Exercise directions »
Write every line of the entries below as a JSON list of strings, one string per line, leaving out blank lines.

Records for the exercise »
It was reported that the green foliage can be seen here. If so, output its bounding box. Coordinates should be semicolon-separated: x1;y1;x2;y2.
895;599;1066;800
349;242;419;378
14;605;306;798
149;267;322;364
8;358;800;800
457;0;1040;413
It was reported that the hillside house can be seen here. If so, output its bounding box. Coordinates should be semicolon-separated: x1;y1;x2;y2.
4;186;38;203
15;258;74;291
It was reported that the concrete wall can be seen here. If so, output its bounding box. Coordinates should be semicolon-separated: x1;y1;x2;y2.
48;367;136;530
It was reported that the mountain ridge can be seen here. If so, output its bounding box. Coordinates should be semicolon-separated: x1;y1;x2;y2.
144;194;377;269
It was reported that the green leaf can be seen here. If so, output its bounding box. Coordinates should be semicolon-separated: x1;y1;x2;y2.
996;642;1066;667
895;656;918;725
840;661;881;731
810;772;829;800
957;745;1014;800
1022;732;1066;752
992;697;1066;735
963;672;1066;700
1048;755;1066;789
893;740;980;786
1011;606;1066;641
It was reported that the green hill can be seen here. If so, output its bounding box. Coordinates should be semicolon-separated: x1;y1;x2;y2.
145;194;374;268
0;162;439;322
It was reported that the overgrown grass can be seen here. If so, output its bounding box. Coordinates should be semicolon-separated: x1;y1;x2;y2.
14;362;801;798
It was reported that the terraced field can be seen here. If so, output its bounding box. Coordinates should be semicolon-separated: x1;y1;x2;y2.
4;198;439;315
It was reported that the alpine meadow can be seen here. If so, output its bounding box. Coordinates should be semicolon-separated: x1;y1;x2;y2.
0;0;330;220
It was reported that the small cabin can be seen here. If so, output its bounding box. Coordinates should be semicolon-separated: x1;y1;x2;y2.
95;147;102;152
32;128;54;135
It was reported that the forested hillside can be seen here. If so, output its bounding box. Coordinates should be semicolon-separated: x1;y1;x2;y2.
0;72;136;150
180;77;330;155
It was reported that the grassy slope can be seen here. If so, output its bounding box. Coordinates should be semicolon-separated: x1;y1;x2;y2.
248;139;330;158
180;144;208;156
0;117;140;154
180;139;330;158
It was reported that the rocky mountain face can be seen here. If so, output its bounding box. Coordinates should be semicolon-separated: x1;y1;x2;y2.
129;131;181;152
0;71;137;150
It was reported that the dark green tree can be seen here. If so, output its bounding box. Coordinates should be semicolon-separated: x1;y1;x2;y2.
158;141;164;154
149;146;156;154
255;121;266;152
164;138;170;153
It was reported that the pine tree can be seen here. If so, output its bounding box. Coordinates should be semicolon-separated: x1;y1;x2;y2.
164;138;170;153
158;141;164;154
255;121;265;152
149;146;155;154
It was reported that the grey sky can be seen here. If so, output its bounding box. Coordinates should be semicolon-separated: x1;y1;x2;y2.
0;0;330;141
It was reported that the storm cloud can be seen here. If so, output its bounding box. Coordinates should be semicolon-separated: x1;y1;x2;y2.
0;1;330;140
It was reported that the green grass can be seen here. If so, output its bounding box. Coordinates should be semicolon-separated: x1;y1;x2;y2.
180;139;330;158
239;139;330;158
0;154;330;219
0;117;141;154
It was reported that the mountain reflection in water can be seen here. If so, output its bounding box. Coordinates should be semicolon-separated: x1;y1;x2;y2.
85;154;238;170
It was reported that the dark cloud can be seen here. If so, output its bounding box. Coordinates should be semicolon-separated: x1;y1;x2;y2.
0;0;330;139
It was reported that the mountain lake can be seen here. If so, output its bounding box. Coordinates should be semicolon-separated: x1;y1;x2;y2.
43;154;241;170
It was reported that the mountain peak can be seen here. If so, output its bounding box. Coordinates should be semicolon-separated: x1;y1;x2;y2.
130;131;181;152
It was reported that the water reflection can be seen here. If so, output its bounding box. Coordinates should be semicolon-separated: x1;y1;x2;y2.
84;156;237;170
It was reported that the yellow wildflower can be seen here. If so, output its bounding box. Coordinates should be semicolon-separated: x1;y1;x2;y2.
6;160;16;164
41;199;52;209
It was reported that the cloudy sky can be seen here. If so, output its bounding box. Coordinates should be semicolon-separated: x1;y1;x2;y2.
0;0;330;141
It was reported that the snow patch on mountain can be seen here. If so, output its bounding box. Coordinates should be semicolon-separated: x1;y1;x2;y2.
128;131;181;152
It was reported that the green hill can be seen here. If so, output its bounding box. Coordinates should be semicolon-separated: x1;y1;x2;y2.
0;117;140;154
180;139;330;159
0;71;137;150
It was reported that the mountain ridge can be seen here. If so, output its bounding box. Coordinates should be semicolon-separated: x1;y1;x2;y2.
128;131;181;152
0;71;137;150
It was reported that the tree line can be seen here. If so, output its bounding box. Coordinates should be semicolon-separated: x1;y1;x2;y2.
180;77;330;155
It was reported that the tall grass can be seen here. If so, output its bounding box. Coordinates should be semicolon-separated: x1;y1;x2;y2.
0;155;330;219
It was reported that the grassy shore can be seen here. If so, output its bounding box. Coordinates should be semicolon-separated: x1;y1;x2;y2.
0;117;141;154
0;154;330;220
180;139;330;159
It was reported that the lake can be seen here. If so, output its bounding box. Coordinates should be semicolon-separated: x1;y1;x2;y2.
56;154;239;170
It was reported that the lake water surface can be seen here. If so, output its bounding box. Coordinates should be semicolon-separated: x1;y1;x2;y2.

Correct answer »
[
  "It was reported that the green foliage can be seen here. If so, output its bounding box. Coordinates should be semicolon-separated: x1;y1;x2;y2.",
  "895;599;1066;800",
  "349;242;419;378",
  "14;605;306;798",
  "149;267;322;364",
  "8;358;800;800",
  "457;0;1040;413",
  "It was reported that the hillside house can be seen here. If so, output its bounding box. Coordinates should be semicolon-separated: x1;y1;x2;y2.",
  "4;186;38;203",
  "15;258;74;291",
  "It was reported that the concrete wall can be seen here. If so, output its bounding box. Coordinates should be semicolon-separated: x1;y1;x2;y2.",
  "48;367;136;530",
  "It was reported that the mountain ridge can be seen here. If so, output its bounding box. Coordinates should be semicolon-separated: x1;y1;x2;y2.",
  "144;194;377;269",
  "It was reported that the green leaf can be seen here. If so, output its bounding box. Coordinates should be semicolon-separated: x1;y1;x2;y2.",
  "996;642;1066;667",
  "895;656;918;725",
  "840;661;881;731",
  "810;772;829;800",
  "957;745;1014;800",
  "1022;732;1066;752",
  "992;697;1066;735",
  "963;672;1066;700",
  "1048;755;1066;789",
  "893;740;980;786",
  "1011;606;1066;641",
  "It was reported that the green hill can be seen here. If so, output its bounding box. Coordinates should be semicolon-separated: x1;y1;x2;y2.",
  "145;194;374;268",
  "0;162;439;322",
  "It was reported that the overgrown grass can be seen here. If so, output its bounding box. Coordinates should be semicolon-separated: x1;y1;x2;y2.",
  "14;362;801;798",
  "It was reported that the terraced field can be seen here. If so, output its bounding box. Coordinates should be semicolon-separated: x1;y1;x2;y2.",
  "4;198;439;315",
  "It was reported that the alpine meadow can be seen here. If so, output its bounding box. Coordinates should be semicolon-separated: x1;y1;x2;y2.",
  "0;0;330;220",
  "It was reported that the small cabin can be seen here. If so, output its bounding box. Coordinates should be semicolon-separated: x1;y1;x2;y2.",
  "95;147;102;152",
  "32;128;54;135",
  "It was reported that the forested hillside can be seen here. If so, output its bounding box. Coordinates should be semicolon-separated: x1;y1;x2;y2.",
  "0;72;136;150",
  "180;77;330;155",
  "It was reported that the grassy slope can be seen here. If so, output its bounding box. Coordinates should be semicolon-separated: x1;y1;x2;y2.",
  "248;139;330;158",
  "180;144;208;156",
  "0;117;140;154",
  "180;139;330;158",
  "It was reported that the rocky mountain face can be seen here. If so, output its bounding box. Coordinates should be semicolon-separated: x1;y1;x2;y2.",
  "129;131;181;152",
  "0;71;137;150",
  "It was reported that the dark green tree can be seen here. If so, output its bounding box. Coordinates should be semicolon-separated: x1;y1;x2;y2.",
  "158;141;164;154",
  "149;146;156;154",
  "255;121;266;152",
  "164;138;170;153",
  "It was reported that the pine tree can be seen here. If so, output its bounding box. Coordinates should be semicolon-separated: x1;y1;x2;y2.",
  "164;138;170;153",
  "158;141;164;154",
  "255;121;265;152",
  "149;146;155;154",
  "It was reported that the grey sky can be seen here. If so, output its bounding box. Coordinates should be semicolon-separated: x1;y1;x2;y2.",
  "0;0;330;141",
  "It was reported that the storm cloud can be seen here. If so, output its bounding box. Coordinates should be semicolon-separated: x1;y1;x2;y2.",
  "0;1;330;140",
  "It was reported that the green grass can be seen here. If so, output its bounding box. Coordinates should be semicolon-separated: x1;y1;x2;y2.",
  "180;139;330;158",
  "239;139;330;158",
  "0;154;330;219",
  "0;117;141;154",
  "It was reported that the mountain reflection in water can be seen here. If so, output its bounding box. Coordinates should be semicolon-separated: x1;y1;x2;y2.",
  "85;154;238;170",
  "It was reported that the dark cloud can be seen here. If so, output its bounding box. Coordinates should be semicolon-separated: x1;y1;x2;y2.",
  "0;0;330;139",
  "It was reported that the mountain lake can be seen here. If so, output its bounding box. Coordinates should be semicolon-separated: x1;y1;x2;y2.",
  "43;154;241;170",
  "It was reported that the mountain peak can be seen here. If so, output its bounding box. Coordinates should be semicolon-separated: x1;y1;x2;y2.",
  "130;131;181;152",
  "It was reported that the water reflection can be seen here. If so, output its bounding box. Coordinates should be semicolon-separated: x1;y1;x2;y2.",
  "84;156;237;170",
  "It was reported that the yellow wildflower can be seen here. If so, output its bounding box. Coordinates should be semicolon-separated: x1;y1;x2;y2.",
  "6;160;16;164",
  "41;199;52;209",
  "It was reported that the cloudy sky can be seen here. If so, output its bounding box. Coordinates should be semicolon-separated: x1;y1;x2;y2.",
  "0;0;330;141",
  "It was reported that the snow patch on mountain can be seen here. If so, output its bounding box. Coordinates should be semicolon-separated: x1;y1;x2;y2.",
  "128;131;181;152",
  "It was reported that the green hill can be seen here. If so, output its bounding box. Coordinates should be semicolon-separated: x1;y1;x2;y2.",
  "0;117;140;154",
  "180;139;330;159",
  "0;71;137;150",
  "It was reported that the mountain ridge can be seen here. If so, output its bounding box. Coordinates should be semicolon-separated: x1;y1;x2;y2.",
  "128;131;181;152",
  "0;71;137;150",
  "It was reported that the tree line can be seen here. If so, output its bounding box. Coordinates should be semicolon-separated: x1;y1;x2;y2.",
  "180;77;330;155",
  "It was reported that the tall grass can be seen here. If so, output its bounding box. Coordinates should be semicolon-separated: x1;y1;x2;y2.",
  "0;155;330;219",
  "It was reported that the grassy shore can be seen here. If so, output its bounding box. Coordinates should be semicolon-separated: x1;y1;x2;y2.",
  "0;117;141;154",
  "0;154;330;220",
  "180;139;330;159",
  "It was reported that the lake can be seen here. If so, output its bounding box. Coordinates should be semicolon-separated: x1;y1;x2;y2.",
  "56;154;239;170",
  "It was reported that the lake water surface can be seen here. If so, output its bounding box. Coordinates should be semicolon-separated: x1;y1;x2;y2."
]